**Textausschnitt:**
******
Polizeipräsident Udo Vogel präsentiert im Verwaltungsausschuss des Kreistags die Zahlen der Kriminalstatistik des vergangenen Jahres
Hoher Besuch am Montag bei der Sitzung des Verwaltungsausschusses des Kreistags in der Metzinger Kreissparkassen-Filiale: Polizeipräsident Udo Vogel vom Präsidium Reutlingen präsentierte die Zahlen der „Polizei-Kriminal-Statistik“ (PKS) 2022. Vogel gab allerdings auch schon einen Ausblick auf das laufende Jahr und konstatierte: „So ein halbes Jahr habe ich noch nicht erlebt.“ 2023 begann mit der Tötung eines Menschen in Albstadt, dann folgte eine Razzia gegen einen Reichsbürger in Reutlingen, bei dem ein Polizeibeamter schwer durch den Kriminellen verletzt wurde.
Bei einer Messerstecherei in Tübingen wurde ein junger Mensch getötet, dann folgte ebenfalls in Tübingen eine Messerattacke in einem Buchladen. Ohne den umsichtigen Einsatz von zwei Polizeibeamten hätte das Opfer wohl nicht überlebt, betonte Vogel. Es folgte eine mysteriöse Serie von Schüssen auf einen Wirt in Plochingen etwa sowie einige andere Taten in Eislingen, Reichenbach/Fils und auf den Fildern.
Der Hintergrund? Laut Udo Vogel sei eine Gruppierung von 350 bis 400 Personen dafür verantwortlich, die völlig verstreut in der Großregion Stuttgart wohne – und eine Person daraus habe wohl auch eine scharfe Handgranate bei einer Beerdigung in Altbach (bei Plochingen) geworfen. Es gehe um Ehre, um Rache, gar nicht mal um Geld. „Wir haben kaum Angriffspunkte, man muss mit allem rechnen“, so der Reutlinger Polizeipräsident. „Das ist eine sehr schwierige Situation.“
Obwohl im vergangenen Jahr die Zahl der Straftaten um mehr als 5600 Fälle (fast 13 Prozent) in den Landkreisen Reutlingen, Esslingen, Tübingen und Zollern-Alb auf annähernd 50 000 zugenommen hat, sei das dennoch der zweitniedrigste Stand in den vergangenen 20 Jahren. Allerdings müsse man laut Vogel jedoch eigentlich noch weitere fast 12 700 Fälle hinzurechnen. Die wurden zwar im Ausland begangen, hatten jedoch im Bereich der Cyber-Kriminalität ihre Auswirkungen auf die hiesige Region – und zwar durch solche miesen Maschen wie den Enkeltrick oder durch Schockanrufe.
******
**Datenauszug:**

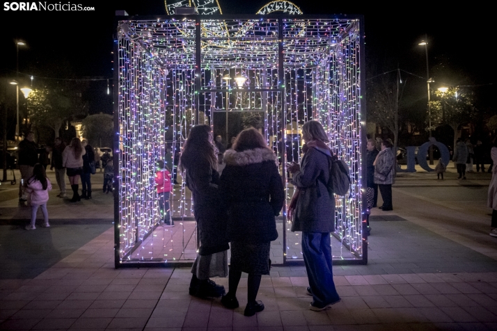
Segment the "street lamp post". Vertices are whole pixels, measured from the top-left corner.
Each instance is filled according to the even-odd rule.
[[[429,138],[431,141],[432,138],[432,110],[429,107],[429,83],[432,82],[432,79],[429,78],[429,69],[428,66],[428,35],[425,35],[425,40],[420,42],[420,46],[425,46],[425,54],[426,54],[426,84],[428,91],[428,127]],[[429,146],[429,164],[433,164],[433,145]]]

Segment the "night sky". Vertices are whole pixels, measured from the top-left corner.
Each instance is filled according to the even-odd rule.
[[[219,1],[223,14],[255,14],[269,0]],[[94,12],[7,12],[2,7],[0,75],[3,78],[15,75],[14,40],[19,38],[28,45],[19,47],[19,72],[36,76],[33,86],[42,80],[38,77],[111,78],[115,10],[125,10],[130,15],[165,15],[166,10],[164,1],[160,0],[102,2],[70,1],[93,6]],[[490,98],[496,92],[496,86],[488,84],[497,80],[489,49],[493,44],[491,32],[495,28],[491,26],[489,8],[420,1],[400,1],[397,5],[386,1],[361,4],[359,1],[295,0],[294,3],[304,14],[363,15],[366,79],[398,66],[413,74],[402,74],[402,78],[411,85],[409,97],[413,99],[426,98],[426,90],[423,89],[425,80],[416,76],[426,76],[425,49],[418,43],[427,34],[429,67],[433,72],[430,76],[434,76],[436,83],[481,85],[471,88],[480,95],[482,106],[494,109]],[[318,3],[319,6],[314,4]],[[110,97],[105,94],[106,81],[86,84],[84,97],[90,102],[90,113],[111,113]]]

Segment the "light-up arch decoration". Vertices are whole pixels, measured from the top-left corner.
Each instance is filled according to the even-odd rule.
[[[174,15],[177,7],[195,7],[201,15],[222,14],[217,0],[164,0],[168,15]]]
[[[267,15],[274,12],[283,12],[290,15],[302,15],[302,10],[290,1],[271,1],[260,8],[257,14]]]

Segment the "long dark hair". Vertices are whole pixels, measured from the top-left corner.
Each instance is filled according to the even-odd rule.
[[[255,148],[267,148],[267,145],[262,135],[255,129],[251,127],[238,134],[232,147],[237,152],[243,152]]]
[[[35,167],[33,168],[33,177],[29,179],[28,182],[32,183],[36,180],[42,184],[42,187],[44,190],[47,189],[47,187],[48,186],[47,175],[45,172],[45,167],[40,163],[35,164]]]
[[[191,128],[180,158],[180,170],[185,171],[199,161],[206,161],[213,169],[217,168],[217,158],[211,142],[210,127],[202,124]]]
[[[79,138],[73,138],[71,140],[70,146],[72,147],[72,150],[74,152],[74,157],[76,159],[79,159],[83,152],[83,147],[81,146],[81,141]]]

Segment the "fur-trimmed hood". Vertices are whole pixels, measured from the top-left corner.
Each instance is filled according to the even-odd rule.
[[[227,166],[248,166],[267,161],[276,162],[276,154],[268,148],[255,148],[243,152],[228,150],[224,152],[224,161]]]

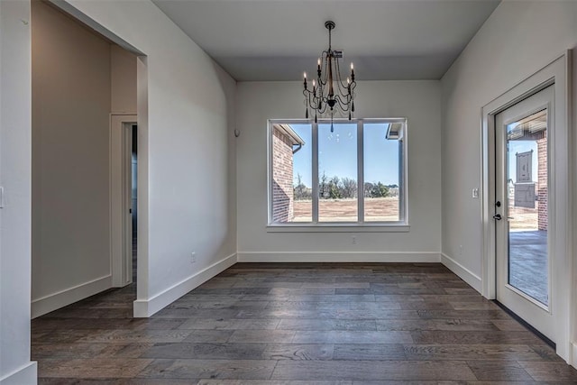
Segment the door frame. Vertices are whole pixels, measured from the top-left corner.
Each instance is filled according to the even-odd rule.
[[[110,267],[112,286],[122,288],[133,281],[131,208],[132,127],[133,114],[110,115]]]
[[[482,295],[496,298],[495,221],[495,115],[523,99],[554,85],[554,133],[551,133],[549,159],[549,250],[552,252],[551,308],[554,311],[556,353],[566,362],[572,358],[572,217],[571,139],[572,51],[567,50],[550,64],[518,83],[481,108],[481,221]]]

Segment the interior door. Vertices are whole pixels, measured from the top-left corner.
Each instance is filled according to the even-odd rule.
[[[554,343],[549,209],[554,86],[495,116],[497,300]]]

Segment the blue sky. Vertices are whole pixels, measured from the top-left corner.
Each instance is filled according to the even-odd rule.
[[[312,133],[310,124],[291,124],[305,141],[303,148],[294,156],[294,176],[300,174],[307,187],[312,186]],[[380,181],[385,185],[398,184],[398,142],[385,139],[388,124],[364,124],[365,182]],[[328,179],[334,176],[357,179],[357,125],[334,124],[318,124],[319,179],[323,170]]]

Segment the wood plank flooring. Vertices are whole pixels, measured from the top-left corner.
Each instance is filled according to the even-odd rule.
[[[32,322],[40,384],[577,383],[436,263],[238,263],[148,319],[134,288]]]

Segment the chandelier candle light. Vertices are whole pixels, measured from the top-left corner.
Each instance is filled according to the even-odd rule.
[[[346,78],[346,84],[341,79],[341,69],[339,59],[343,58],[342,50],[334,50],[331,47],[331,31],[334,29],[334,22],[325,23],[328,30],[328,50],[324,50],[316,62],[316,82],[313,79],[313,89],[308,88],[307,72],[305,72],[305,105],[307,111],[305,117],[308,119],[308,109],[315,111],[315,123],[317,122],[317,115],[323,115],[328,112],[331,116],[331,133],[334,131],[333,118],[334,111],[338,110],[342,115],[348,113],[349,120],[354,112],[354,88],[357,83],[354,81],[354,67],[351,63],[351,77]]]

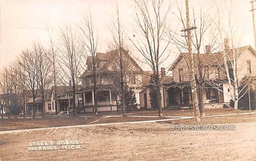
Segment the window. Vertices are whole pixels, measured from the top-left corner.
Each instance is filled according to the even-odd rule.
[[[89,85],[89,79],[85,78],[85,84],[87,86]]]
[[[179,70],[179,79],[180,82],[183,81],[183,69],[180,69]]]
[[[85,94],[85,100],[86,102],[91,102],[92,101],[92,95],[90,94]]]
[[[247,61],[247,73],[248,74],[252,73],[252,69],[251,68],[251,61]]]
[[[48,103],[48,110],[52,110],[52,104],[51,103]]]
[[[220,69],[218,68],[217,70],[215,71],[215,73],[216,74],[216,78],[220,78]]]
[[[129,79],[131,83],[135,84],[136,83],[136,78],[135,75],[130,75]]]
[[[206,99],[211,99],[211,89],[206,88]]]

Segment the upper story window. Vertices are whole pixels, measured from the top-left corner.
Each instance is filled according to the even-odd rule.
[[[180,82],[183,81],[183,69],[180,69],[179,70],[179,79]]]
[[[248,74],[252,73],[252,69],[251,68],[251,61],[247,61],[247,73]]]
[[[131,83],[132,84],[135,84],[136,83],[136,78],[135,75],[132,76],[131,77]]]

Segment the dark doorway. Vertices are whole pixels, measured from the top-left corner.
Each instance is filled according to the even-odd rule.
[[[144,106],[145,108],[148,108],[148,101],[147,99],[147,93],[144,93]]]

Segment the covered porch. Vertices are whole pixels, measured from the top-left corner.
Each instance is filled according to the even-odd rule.
[[[227,92],[229,92],[229,89],[226,88],[225,86],[223,88],[223,84],[214,87],[204,85],[203,100],[205,108],[220,108],[228,106],[229,100],[227,96],[228,94],[225,94],[223,92],[226,90]],[[168,88],[166,96],[167,108],[178,109],[193,108],[191,88],[188,84],[179,84]]]
[[[77,92],[75,97],[77,113],[94,111],[95,102],[94,92],[91,89],[80,89]],[[118,98],[118,97],[116,97],[113,90],[106,89],[99,89],[97,96],[98,111],[116,110],[116,98]],[[72,104],[70,104],[69,107],[72,112],[73,111]]]

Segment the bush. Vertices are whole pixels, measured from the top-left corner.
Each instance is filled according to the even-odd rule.
[[[230,100],[230,106],[231,107],[234,108],[235,107],[235,102],[233,100]]]
[[[133,94],[133,91],[129,89],[126,84],[125,84],[124,87],[124,106],[126,107],[126,111],[129,112],[136,110],[137,103],[136,103],[136,97]],[[122,100],[121,104],[122,105]],[[121,108],[123,109],[122,105],[121,106]]]
[[[152,75],[150,76],[150,84],[149,87],[149,101],[151,107],[155,110],[158,110],[157,107],[157,96],[158,95],[160,95],[160,99],[161,98],[161,94],[159,90],[157,90],[156,87],[154,84],[154,80],[155,80],[154,76]],[[158,90],[158,91],[157,91]]]
[[[255,109],[256,101],[255,100],[255,94],[252,89],[250,89],[250,97],[251,107],[252,110]],[[245,94],[241,97],[238,102],[238,109],[241,110],[249,110],[249,91],[247,91]]]

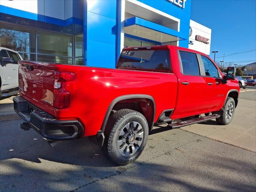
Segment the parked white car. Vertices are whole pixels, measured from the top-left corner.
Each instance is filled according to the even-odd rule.
[[[19,60],[23,59],[17,52],[0,47],[0,99],[19,92]]]

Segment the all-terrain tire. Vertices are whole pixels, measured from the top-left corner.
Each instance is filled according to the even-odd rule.
[[[230,124],[235,113],[235,105],[234,99],[232,97],[228,97],[223,109],[223,112],[220,117],[216,119],[218,123],[223,125]]]
[[[132,126],[130,126],[130,124],[128,124],[132,123],[134,124],[133,124],[136,123],[134,123],[134,122],[138,123],[141,126],[139,127],[140,129],[139,132],[143,135],[143,138],[137,138],[134,139],[136,140],[137,138],[141,139],[141,141],[142,142],[140,142],[139,147],[138,147],[138,145],[136,146],[136,144],[134,144],[135,146],[137,147],[136,148],[137,150],[130,150],[132,152],[131,153],[130,151],[130,154],[128,153],[129,156],[126,156],[127,154],[125,154],[126,150],[125,151],[124,151],[123,153],[121,153],[122,151],[120,150],[120,148],[122,148],[122,146],[119,147],[118,146],[118,141],[120,141],[120,140],[122,138],[120,138],[120,135],[122,134],[121,133],[124,132],[124,129],[126,127],[126,125],[128,124],[129,127],[131,128]],[[141,127],[142,127],[142,128]],[[132,128],[130,129],[132,130]],[[137,129],[138,129],[138,128]],[[135,132],[133,132],[134,134]],[[148,140],[148,126],[146,118],[141,113],[130,109],[121,109],[110,115],[107,123],[104,134],[105,140],[103,146],[102,148],[102,152],[107,158],[114,164],[119,166],[125,165],[134,161],[142,152]],[[125,142],[122,145],[130,145],[130,146],[132,145],[127,140],[126,142],[127,143]],[[133,146],[133,147],[134,147]],[[128,150],[130,150],[129,149]],[[133,154],[132,152],[134,151],[136,152]]]

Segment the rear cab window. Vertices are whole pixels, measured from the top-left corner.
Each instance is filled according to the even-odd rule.
[[[4,49],[2,49],[0,51],[0,57],[9,57],[7,52]]]
[[[214,78],[221,77],[221,75],[212,62],[205,56],[201,55],[201,57],[204,64],[206,76]]]
[[[12,51],[10,51],[8,50],[8,53],[9,53],[9,55],[10,55],[10,57],[12,58],[14,61],[14,63],[16,64],[18,64],[18,62],[20,60],[20,58],[19,58],[19,56],[16,53],[14,52],[13,52]]]
[[[183,74],[200,76],[199,64],[196,54],[182,51],[179,51],[179,52]]]
[[[123,51],[117,65],[118,69],[160,72],[172,71],[169,50]]]

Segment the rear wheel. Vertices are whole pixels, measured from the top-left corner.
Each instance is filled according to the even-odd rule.
[[[235,101],[232,97],[227,99],[223,114],[219,118],[216,119],[217,122],[220,125],[227,125],[231,122],[235,113]]]
[[[130,109],[121,109],[112,114],[104,131],[102,152],[107,158],[118,165],[135,161],[146,145],[148,123],[143,115]]]

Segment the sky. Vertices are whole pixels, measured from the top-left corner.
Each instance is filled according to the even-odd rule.
[[[192,0],[191,19],[212,29],[216,61],[224,54],[224,63],[251,61],[232,63],[238,66],[256,61],[256,0]]]

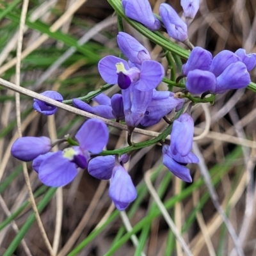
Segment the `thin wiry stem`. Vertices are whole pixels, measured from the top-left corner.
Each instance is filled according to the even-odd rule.
[[[162,212],[164,220],[167,222],[167,224],[169,225],[170,228],[172,229],[172,231],[173,232],[174,236],[176,237],[177,240],[179,241],[180,246],[182,247],[186,255],[189,256],[193,256],[192,253],[191,252],[189,248],[188,248],[187,244],[184,241],[182,237],[180,234],[177,229],[175,225],[174,224],[173,221],[172,220],[170,216],[169,215],[166,209],[165,208],[164,204],[161,200],[159,196],[157,195],[156,189],[154,188],[152,184],[151,183],[150,177],[152,174],[152,170],[149,170],[146,172],[144,175],[145,182],[146,185],[148,189],[148,191],[150,195],[152,196],[154,200],[155,200],[156,204],[157,205],[159,211]]]
[[[56,130],[54,115],[49,116],[48,118],[48,130],[50,134],[50,138],[52,141],[58,139],[57,132]],[[56,145],[53,148],[53,152],[56,152],[58,150],[58,145]],[[62,218],[63,213],[63,199],[62,188],[58,188],[56,193],[56,214],[55,221],[55,232],[52,242],[52,250],[54,255],[58,253],[58,248],[60,244]]]
[[[3,200],[3,197],[2,197],[2,196],[1,195],[0,195],[0,205],[1,205],[3,211],[4,212],[4,213],[6,214],[6,215],[7,216],[9,217],[10,216],[12,215],[12,213],[10,212],[10,211],[8,209],[8,207],[7,207],[6,204],[5,204],[5,202]],[[12,225],[12,227],[13,230],[16,233],[18,233],[19,230],[18,226],[16,224],[16,222],[15,221],[11,221],[11,225]],[[32,254],[30,252],[30,250],[29,250],[27,244],[26,243],[26,241],[25,241],[24,239],[21,240],[21,245],[23,246],[23,248],[24,250],[24,252],[25,252],[26,254],[28,256],[32,256]]]
[[[236,234],[236,231],[234,230],[233,226],[230,223],[230,221],[229,221],[228,218],[227,217],[225,211],[223,211],[223,208],[221,207],[221,205],[220,205],[218,200],[218,195],[211,182],[211,177],[209,173],[209,171],[207,170],[206,164],[205,163],[204,157],[198,148],[197,144],[195,142],[193,145],[193,151],[194,152],[194,154],[196,155],[196,156],[199,158],[198,166],[201,172],[201,174],[204,180],[204,182],[206,186],[207,187],[209,193],[210,194],[210,196],[212,199],[212,202],[215,208],[219,212],[220,216],[221,217],[223,222],[225,223],[227,228],[234,241],[237,254],[239,256],[244,256],[243,248],[241,246],[240,241]]]
[[[17,47],[17,63],[16,63],[16,74],[15,74],[15,83],[17,87],[20,86],[20,62],[21,62],[21,51],[22,47],[22,40],[23,40],[23,33],[25,26],[25,20],[28,11],[28,7],[29,4],[29,0],[24,0],[22,4],[22,8],[20,15],[20,28],[18,38],[18,44]],[[15,93],[15,102],[16,102],[16,116],[17,116],[17,124],[19,136],[21,137],[22,130],[21,130],[21,118],[20,118],[20,94],[19,93]],[[25,182],[26,183],[28,189],[29,195],[29,201],[32,205],[33,209],[34,211],[36,219],[38,225],[39,230],[43,237],[44,241],[45,243],[46,247],[47,248],[51,255],[54,255],[52,248],[48,240],[48,237],[45,233],[43,223],[40,219],[36,204],[35,200],[34,195],[33,194],[32,188],[29,181],[29,175],[28,174],[28,168],[26,163],[22,163],[23,173],[25,178]]]
[[[125,211],[121,211],[120,212],[120,215],[122,219],[122,221],[123,221],[123,223],[124,225],[124,227],[125,227],[125,229],[127,232],[131,232],[132,230],[132,227],[130,221],[129,220],[129,218],[127,216],[127,214]],[[131,237],[131,240],[132,241],[133,245],[137,248],[138,245],[139,244],[139,240],[138,239],[138,237],[136,235],[132,235]],[[146,255],[145,254],[144,252],[141,252],[141,255],[142,256],[145,256]]]

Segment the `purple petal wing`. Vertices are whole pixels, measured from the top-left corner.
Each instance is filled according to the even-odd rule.
[[[48,152],[44,154],[44,155],[40,155],[36,158],[35,158],[32,163],[32,167],[36,172],[38,172],[39,167],[44,160],[48,158],[49,156],[52,156],[54,152]]]
[[[29,162],[51,150],[51,141],[47,137],[22,137],[16,140],[11,154],[19,160]]]
[[[207,91],[214,92],[216,83],[216,79],[212,72],[195,69],[188,72],[186,88],[191,93],[201,94]]]
[[[155,18],[148,0],[122,1],[125,15],[136,20],[151,30],[157,30],[160,22]]]
[[[228,50],[223,50],[220,52],[213,59],[211,65],[210,71],[217,77],[219,76],[230,64],[241,60],[234,52]]]
[[[118,120],[124,119],[124,101],[121,94],[114,94],[111,97],[112,111]]]
[[[246,66],[241,61],[230,64],[217,77],[214,93],[222,93],[227,90],[241,89],[247,86],[251,81]]]
[[[76,164],[63,157],[58,151],[43,161],[38,170],[38,177],[45,185],[61,187],[71,182],[77,174]]]
[[[249,53],[246,54],[244,49],[240,48],[236,51],[235,54],[242,60],[242,61],[246,66],[247,70],[250,71],[256,65],[256,54]]]
[[[192,148],[194,121],[185,113],[173,122],[170,149],[173,155],[187,156]]]
[[[212,55],[210,52],[196,46],[191,51],[187,63],[182,66],[182,72],[188,76],[189,71],[195,69],[209,70],[212,61]]]
[[[187,25],[170,5],[161,4],[159,13],[169,36],[180,42],[188,39]]]
[[[113,170],[109,195],[119,211],[124,211],[137,197],[130,175],[120,165],[115,166]]]
[[[107,125],[96,118],[86,121],[76,134],[80,147],[93,154],[99,154],[103,150],[108,143],[108,137]]]
[[[189,25],[199,9],[200,0],[180,0],[180,5],[182,6],[183,15]]]
[[[144,60],[151,60],[147,49],[130,35],[119,32],[116,38],[121,51],[132,63],[141,64]]]
[[[109,180],[112,175],[115,166],[113,156],[98,156],[89,161],[88,173],[93,177],[100,180]]]

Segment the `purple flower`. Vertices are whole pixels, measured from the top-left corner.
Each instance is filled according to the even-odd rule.
[[[164,145],[163,147],[163,164],[166,166],[173,175],[186,182],[192,182],[189,169],[185,166],[188,163],[198,163],[199,160],[196,156],[189,152],[186,157],[180,157],[182,158],[182,161],[178,161],[173,158],[170,147],[167,145]]]
[[[151,60],[148,50],[130,35],[119,32],[116,38],[121,51],[132,63],[141,65],[145,60]]]
[[[199,9],[200,0],[180,0],[183,16],[188,26],[191,22]]]
[[[40,94],[60,102],[62,102],[63,100],[63,97],[62,95],[57,92],[45,91]],[[34,104],[33,104],[33,107],[35,111],[46,116],[55,114],[57,111],[57,107],[55,106],[51,105],[36,99],[34,99]]]
[[[137,197],[130,175],[121,165],[115,165],[112,173],[109,195],[119,211],[124,211]]]
[[[188,39],[187,25],[170,5],[161,4],[159,13],[169,36],[179,42]]]
[[[216,85],[216,77],[209,71],[195,69],[188,72],[186,88],[191,93],[201,94],[207,91],[215,92]]]
[[[147,127],[157,124],[173,109],[182,107],[184,102],[184,99],[175,98],[172,92],[154,90],[140,124]]]
[[[218,77],[230,64],[241,61],[241,60],[234,52],[228,50],[220,52],[213,59],[210,71]]]
[[[88,170],[96,179],[109,180],[112,176],[114,166],[114,156],[97,156],[90,160]]]
[[[159,20],[155,17],[148,0],[122,0],[125,15],[145,26],[152,31],[161,28]]]
[[[98,68],[105,82],[112,84],[117,83],[123,90],[131,85],[134,85],[141,91],[154,89],[164,74],[163,66],[157,61],[145,60],[142,62],[140,70],[134,67],[130,68],[126,61],[113,56],[101,59]]]
[[[86,121],[76,134],[79,146],[58,151],[35,163],[40,180],[52,187],[65,186],[77,173],[77,166],[85,169],[90,158],[89,152],[100,153],[108,140],[106,125],[98,119]],[[39,165],[39,167],[38,167]]]
[[[49,156],[54,154],[54,152],[48,152],[44,154],[44,155],[40,155],[36,158],[35,158],[32,162],[32,167],[34,170],[38,173],[39,167],[41,165],[44,160],[48,158]]]
[[[241,58],[243,63],[246,66],[248,71],[251,71],[256,65],[256,54],[246,54],[244,49],[240,48],[235,52],[235,54]]]
[[[171,133],[170,151],[173,156],[187,156],[192,148],[194,121],[188,113],[182,114],[173,122]]]
[[[124,154],[120,157],[119,163],[123,165],[128,162],[130,157]],[[88,166],[88,173],[93,177],[100,180],[109,180],[115,167],[115,156],[97,156],[90,160]]]
[[[123,90],[122,93],[126,125],[129,127],[135,127],[143,118],[152,100],[153,90],[142,92],[134,88],[133,90]]]
[[[217,77],[214,93],[223,93],[228,90],[241,89],[251,81],[246,66],[241,61],[230,64]]]
[[[191,51],[187,63],[182,66],[182,72],[188,76],[189,71],[195,69],[209,70],[212,60],[212,55],[210,52],[196,46]]]
[[[114,94],[111,100],[112,113],[116,120],[124,120],[124,101],[121,94]]]
[[[19,160],[29,162],[52,148],[47,137],[22,137],[17,139],[11,148],[11,154]]]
******
**Arbeitsaufträge:**
• a. Geben Sie aus dem Bericht über die Kriminalstatistik den Abschnitt von „Bei einer Messerstecherei“ bis „auf den Fildern.“ wortgetreu wieder.
• b. Beantworten Sie anhand des Berichts über die Kriminalstatistik die folgenden Fragen:
(i) In welchem Gebäude tagte der Verwaltungsausschuss des Kreistags?
(ii) Aus wie vielen Personen besteht laut Udo Vogel die Gruppierung in der Großregion Stuttgart?
(iii) Um wie viele Fälle ist die Zahl der Straftaten im vergangenen Jahr gestiegen?
• c. Schreiben Sie den Bericht über die Kriminalstatistik im Anschluss an seinen letzten Satz weiter.

**Lösungen:**
• a.
Bei einer Messerstecherei in Tübingen wurde ein junger Mensch getötet, dann folgte ebenfalls in Tübingen eine Messerattacke in einem Buchladen. Ohne den umsichtigen Einsatz von zwei Polizeibeamten hätte das Opfer wohl nicht überlebt, betonte Vogel. Es folgte eine mysteriöse Serie von Schüssen auf einen Wirt in Plochingen etwa sowie einige andere Taten in Eislingen, Reichenbach/Fils und auf den Fildern.

• b.
(i) In der Metzinger Kreissparkassen-Filiale.
(ii) Aus 350 bis 400 Personen.
(iii) Um mehr als 5600 Fälle (fast 13 Prozent).

• c.
„Das funktioniert immer noch, obwohl wir seit vielen Jahren aufklären und Prävention betreiben“, so Vogel. „Das ist richtig frustrierend.“ Überhaupt sei die Cyber-Kriminalität enorm auf dem Vormarsch: „Warum sollte man heute noch eine Bank überfallen, wenn man durch die Anrufe bei Senioren zwischen 20 000 und 800 000 Euro abzocken kann“, fragte Udo Vogel.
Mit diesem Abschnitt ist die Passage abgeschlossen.